The problem
Format the lines of the data below, from the line containing "Objective — one point per instance of the fish mouth" through the line containing "Target: fish mouth", inclusive, as a JSON list of strings with one string per line, leaving out blank lines.

Dataset content
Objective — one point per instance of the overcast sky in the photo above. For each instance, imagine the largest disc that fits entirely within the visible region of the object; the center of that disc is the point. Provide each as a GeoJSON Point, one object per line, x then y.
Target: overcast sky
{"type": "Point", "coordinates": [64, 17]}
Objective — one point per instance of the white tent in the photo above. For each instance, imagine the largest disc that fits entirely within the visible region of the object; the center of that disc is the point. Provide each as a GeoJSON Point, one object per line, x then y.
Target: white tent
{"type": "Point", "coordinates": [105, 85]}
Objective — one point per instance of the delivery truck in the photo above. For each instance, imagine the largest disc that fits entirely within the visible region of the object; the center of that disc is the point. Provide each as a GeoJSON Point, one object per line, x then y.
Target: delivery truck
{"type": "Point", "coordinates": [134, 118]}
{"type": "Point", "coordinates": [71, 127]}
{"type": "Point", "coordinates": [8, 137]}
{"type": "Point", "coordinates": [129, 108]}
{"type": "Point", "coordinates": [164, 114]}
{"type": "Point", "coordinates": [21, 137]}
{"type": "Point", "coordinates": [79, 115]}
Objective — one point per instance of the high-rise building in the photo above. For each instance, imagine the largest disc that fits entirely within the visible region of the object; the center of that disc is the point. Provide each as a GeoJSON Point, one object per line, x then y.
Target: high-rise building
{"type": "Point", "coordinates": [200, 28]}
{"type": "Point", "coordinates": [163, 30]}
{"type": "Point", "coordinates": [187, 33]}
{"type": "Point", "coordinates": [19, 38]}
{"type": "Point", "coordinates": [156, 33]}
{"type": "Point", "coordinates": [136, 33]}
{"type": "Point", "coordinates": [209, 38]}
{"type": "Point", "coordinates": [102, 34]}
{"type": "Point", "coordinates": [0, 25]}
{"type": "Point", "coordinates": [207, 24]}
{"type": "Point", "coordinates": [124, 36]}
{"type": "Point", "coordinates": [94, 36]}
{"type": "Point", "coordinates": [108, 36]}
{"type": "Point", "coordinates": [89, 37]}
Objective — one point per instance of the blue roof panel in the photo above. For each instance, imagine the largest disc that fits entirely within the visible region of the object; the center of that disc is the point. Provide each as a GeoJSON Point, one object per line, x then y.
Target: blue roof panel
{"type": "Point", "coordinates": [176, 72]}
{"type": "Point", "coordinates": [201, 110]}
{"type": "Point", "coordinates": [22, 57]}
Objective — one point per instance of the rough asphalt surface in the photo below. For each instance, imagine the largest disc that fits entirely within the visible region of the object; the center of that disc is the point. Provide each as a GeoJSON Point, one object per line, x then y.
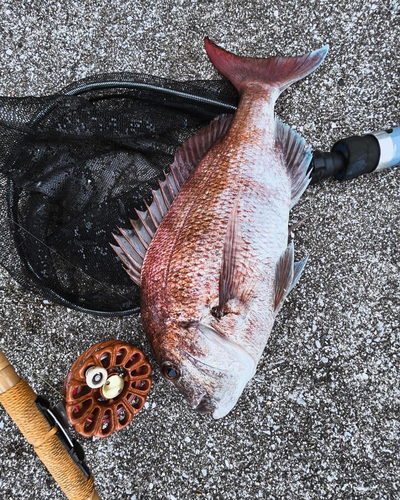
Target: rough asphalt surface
{"type": "Point", "coordinates": [320, 419]}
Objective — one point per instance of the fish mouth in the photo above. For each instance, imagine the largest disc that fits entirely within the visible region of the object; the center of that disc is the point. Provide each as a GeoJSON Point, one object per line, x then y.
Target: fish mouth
{"type": "Point", "coordinates": [206, 405]}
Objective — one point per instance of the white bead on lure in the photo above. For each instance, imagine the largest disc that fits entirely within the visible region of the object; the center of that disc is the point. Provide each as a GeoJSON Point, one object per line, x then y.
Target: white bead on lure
{"type": "Point", "coordinates": [211, 252]}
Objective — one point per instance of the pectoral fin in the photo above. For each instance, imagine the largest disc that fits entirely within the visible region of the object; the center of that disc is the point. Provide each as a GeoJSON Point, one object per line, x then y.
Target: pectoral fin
{"type": "Point", "coordinates": [288, 274]}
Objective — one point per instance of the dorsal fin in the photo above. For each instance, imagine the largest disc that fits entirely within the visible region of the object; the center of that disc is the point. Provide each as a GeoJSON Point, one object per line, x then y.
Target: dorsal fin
{"type": "Point", "coordinates": [287, 275]}
{"type": "Point", "coordinates": [297, 156]}
{"type": "Point", "coordinates": [132, 244]}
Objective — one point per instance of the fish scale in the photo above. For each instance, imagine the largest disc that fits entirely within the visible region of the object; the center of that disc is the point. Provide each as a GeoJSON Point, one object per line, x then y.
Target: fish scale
{"type": "Point", "coordinates": [219, 265]}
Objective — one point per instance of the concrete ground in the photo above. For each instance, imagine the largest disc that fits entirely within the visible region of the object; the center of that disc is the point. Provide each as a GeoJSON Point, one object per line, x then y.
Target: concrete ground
{"type": "Point", "coordinates": [320, 419]}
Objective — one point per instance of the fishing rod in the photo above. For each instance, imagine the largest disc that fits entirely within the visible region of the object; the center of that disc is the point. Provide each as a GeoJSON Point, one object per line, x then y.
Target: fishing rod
{"type": "Point", "coordinates": [357, 155]}
{"type": "Point", "coordinates": [43, 428]}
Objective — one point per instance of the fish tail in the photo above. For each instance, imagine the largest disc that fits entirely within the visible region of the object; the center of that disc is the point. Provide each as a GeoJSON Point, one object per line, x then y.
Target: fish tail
{"type": "Point", "coordinates": [275, 72]}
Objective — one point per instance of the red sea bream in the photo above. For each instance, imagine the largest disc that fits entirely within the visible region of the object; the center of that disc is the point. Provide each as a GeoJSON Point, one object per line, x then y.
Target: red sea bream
{"type": "Point", "coordinates": [211, 252]}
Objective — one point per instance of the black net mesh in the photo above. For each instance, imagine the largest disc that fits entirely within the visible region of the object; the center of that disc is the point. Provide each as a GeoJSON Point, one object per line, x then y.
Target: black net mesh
{"type": "Point", "coordinates": [75, 165]}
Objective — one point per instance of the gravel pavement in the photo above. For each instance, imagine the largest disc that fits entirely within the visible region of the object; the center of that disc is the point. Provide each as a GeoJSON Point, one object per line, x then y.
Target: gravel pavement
{"type": "Point", "coordinates": [320, 419]}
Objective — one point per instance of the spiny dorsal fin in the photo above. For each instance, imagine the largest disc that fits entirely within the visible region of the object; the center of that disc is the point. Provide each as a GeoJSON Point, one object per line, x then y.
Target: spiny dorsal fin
{"type": "Point", "coordinates": [132, 244]}
{"type": "Point", "coordinates": [287, 275]}
{"type": "Point", "coordinates": [297, 157]}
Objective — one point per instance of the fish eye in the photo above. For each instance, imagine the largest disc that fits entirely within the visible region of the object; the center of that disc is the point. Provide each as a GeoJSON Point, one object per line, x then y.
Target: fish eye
{"type": "Point", "coordinates": [170, 371]}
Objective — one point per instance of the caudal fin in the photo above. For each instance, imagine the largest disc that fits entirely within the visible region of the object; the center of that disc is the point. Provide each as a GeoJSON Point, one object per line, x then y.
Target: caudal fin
{"type": "Point", "coordinates": [276, 72]}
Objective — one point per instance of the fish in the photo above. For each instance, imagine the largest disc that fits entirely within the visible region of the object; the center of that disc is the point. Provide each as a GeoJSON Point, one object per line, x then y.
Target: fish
{"type": "Point", "coordinates": [211, 252]}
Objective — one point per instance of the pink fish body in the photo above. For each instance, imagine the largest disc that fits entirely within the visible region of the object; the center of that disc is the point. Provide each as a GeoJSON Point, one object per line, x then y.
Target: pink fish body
{"type": "Point", "coordinates": [211, 253]}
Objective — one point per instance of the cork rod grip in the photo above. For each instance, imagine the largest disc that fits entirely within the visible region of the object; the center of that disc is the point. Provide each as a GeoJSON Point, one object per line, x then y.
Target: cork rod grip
{"type": "Point", "coordinates": [18, 400]}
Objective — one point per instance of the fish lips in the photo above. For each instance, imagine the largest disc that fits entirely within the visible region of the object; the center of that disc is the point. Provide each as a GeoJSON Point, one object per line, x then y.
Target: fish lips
{"type": "Point", "coordinates": [228, 364]}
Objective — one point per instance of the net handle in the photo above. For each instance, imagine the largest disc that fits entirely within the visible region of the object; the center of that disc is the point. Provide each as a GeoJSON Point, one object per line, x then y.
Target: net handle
{"type": "Point", "coordinates": [18, 400]}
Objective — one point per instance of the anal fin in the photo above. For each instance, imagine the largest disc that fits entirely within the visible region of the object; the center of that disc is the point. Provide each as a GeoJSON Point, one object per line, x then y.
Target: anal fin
{"type": "Point", "coordinates": [297, 156]}
{"type": "Point", "coordinates": [287, 275]}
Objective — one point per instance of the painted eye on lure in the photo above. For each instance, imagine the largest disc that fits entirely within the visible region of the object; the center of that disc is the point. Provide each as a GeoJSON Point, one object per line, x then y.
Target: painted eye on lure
{"type": "Point", "coordinates": [170, 371]}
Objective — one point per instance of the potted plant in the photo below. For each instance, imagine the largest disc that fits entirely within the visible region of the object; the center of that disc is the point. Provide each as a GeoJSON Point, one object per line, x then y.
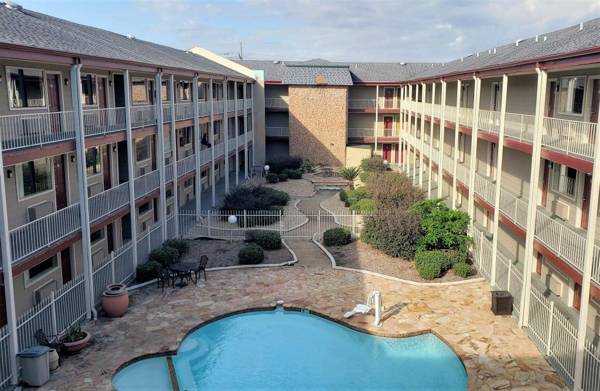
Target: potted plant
{"type": "Point", "coordinates": [75, 339]}
{"type": "Point", "coordinates": [115, 300]}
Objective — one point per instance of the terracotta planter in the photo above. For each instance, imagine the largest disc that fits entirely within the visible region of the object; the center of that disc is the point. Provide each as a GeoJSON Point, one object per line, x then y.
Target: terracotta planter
{"type": "Point", "coordinates": [74, 347]}
{"type": "Point", "coordinates": [115, 300]}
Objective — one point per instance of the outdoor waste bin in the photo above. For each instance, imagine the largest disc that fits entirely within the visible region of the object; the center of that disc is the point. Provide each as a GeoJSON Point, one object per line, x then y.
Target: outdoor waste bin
{"type": "Point", "coordinates": [35, 365]}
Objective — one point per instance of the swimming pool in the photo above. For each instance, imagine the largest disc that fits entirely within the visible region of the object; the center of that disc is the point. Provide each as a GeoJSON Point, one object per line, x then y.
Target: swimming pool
{"type": "Point", "coordinates": [291, 350]}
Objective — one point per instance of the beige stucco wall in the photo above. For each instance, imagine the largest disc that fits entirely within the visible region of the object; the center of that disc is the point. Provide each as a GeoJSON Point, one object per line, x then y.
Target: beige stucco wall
{"type": "Point", "coordinates": [318, 123]}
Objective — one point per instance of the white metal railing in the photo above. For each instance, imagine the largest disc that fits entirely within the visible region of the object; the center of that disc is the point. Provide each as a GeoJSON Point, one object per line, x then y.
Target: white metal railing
{"type": "Point", "coordinates": [276, 103]}
{"type": "Point", "coordinates": [102, 121]}
{"type": "Point", "coordinates": [25, 130]}
{"type": "Point", "coordinates": [277, 131]}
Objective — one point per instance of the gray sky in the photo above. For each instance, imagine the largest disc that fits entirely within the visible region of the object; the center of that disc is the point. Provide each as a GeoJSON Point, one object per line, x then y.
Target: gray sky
{"type": "Point", "coordinates": [426, 30]}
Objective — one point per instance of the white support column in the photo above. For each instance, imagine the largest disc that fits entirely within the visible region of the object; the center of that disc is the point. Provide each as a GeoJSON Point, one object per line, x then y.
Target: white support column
{"type": "Point", "coordinates": [226, 131]}
{"type": "Point", "coordinates": [442, 141]}
{"type": "Point", "coordinates": [86, 247]}
{"type": "Point", "coordinates": [431, 140]}
{"type": "Point", "coordinates": [237, 134]}
{"type": "Point", "coordinates": [197, 146]}
{"type": "Point", "coordinates": [473, 156]}
{"type": "Point", "coordinates": [588, 266]}
{"type": "Point", "coordinates": [456, 136]}
{"type": "Point", "coordinates": [9, 292]}
{"type": "Point", "coordinates": [499, 166]}
{"type": "Point", "coordinates": [534, 179]}
{"type": "Point", "coordinates": [174, 156]}
{"type": "Point", "coordinates": [211, 137]}
{"type": "Point", "coordinates": [160, 151]}
{"type": "Point", "coordinates": [130, 169]}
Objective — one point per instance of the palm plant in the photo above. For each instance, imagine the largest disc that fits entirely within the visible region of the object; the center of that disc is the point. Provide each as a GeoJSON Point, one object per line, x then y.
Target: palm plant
{"type": "Point", "coordinates": [350, 174]}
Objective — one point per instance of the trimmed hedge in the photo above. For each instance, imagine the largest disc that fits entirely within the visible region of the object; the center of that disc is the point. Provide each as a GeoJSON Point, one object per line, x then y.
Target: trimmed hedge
{"type": "Point", "coordinates": [252, 254]}
{"type": "Point", "coordinates": [337, 237]}
{"type": "Point", "coordinates": [268, 240]}
{"type": "Point", "coordinates": [147, 271]}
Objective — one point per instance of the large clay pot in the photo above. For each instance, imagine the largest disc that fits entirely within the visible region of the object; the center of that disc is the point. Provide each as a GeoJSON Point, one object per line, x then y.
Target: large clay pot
{"type": "Point", "coordinates": [115, 300]}
{"type": "Point", "coordinates": [74, 347]}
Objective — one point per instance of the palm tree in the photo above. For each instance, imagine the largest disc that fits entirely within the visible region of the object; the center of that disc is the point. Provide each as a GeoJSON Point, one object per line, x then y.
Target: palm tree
{"type": "Point", "coordinates": [350, 174]}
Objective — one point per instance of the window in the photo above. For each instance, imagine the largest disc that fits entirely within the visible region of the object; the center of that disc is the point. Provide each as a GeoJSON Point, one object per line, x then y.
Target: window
{"type": "Point", "coordinates": [26, 88]}
{"type": "Point", "coordinates": [88, 89]}
{"type": "Point", "coordinates": [139, 91]}
{"type": "Point", "coordinates": [93, 161]}
{"type": "Point", "coordinates": [142, 149]}
{"type": "Point", "coordinates": [564, 180]}
{"type": "Point", "coordinates": [36, 177]}
{"type": "Point", "coordinates": [571, 92]}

Answer below
[
  "Objective — one point per instance of the fish mouth in the photo above. For each instance, imagine the largest disc that fits entirely within the visible region of the object; the center of that disc is the point. Provide each as a GeoJSON Point, one object per line, x then y.",
  "Target: fish mouth"
]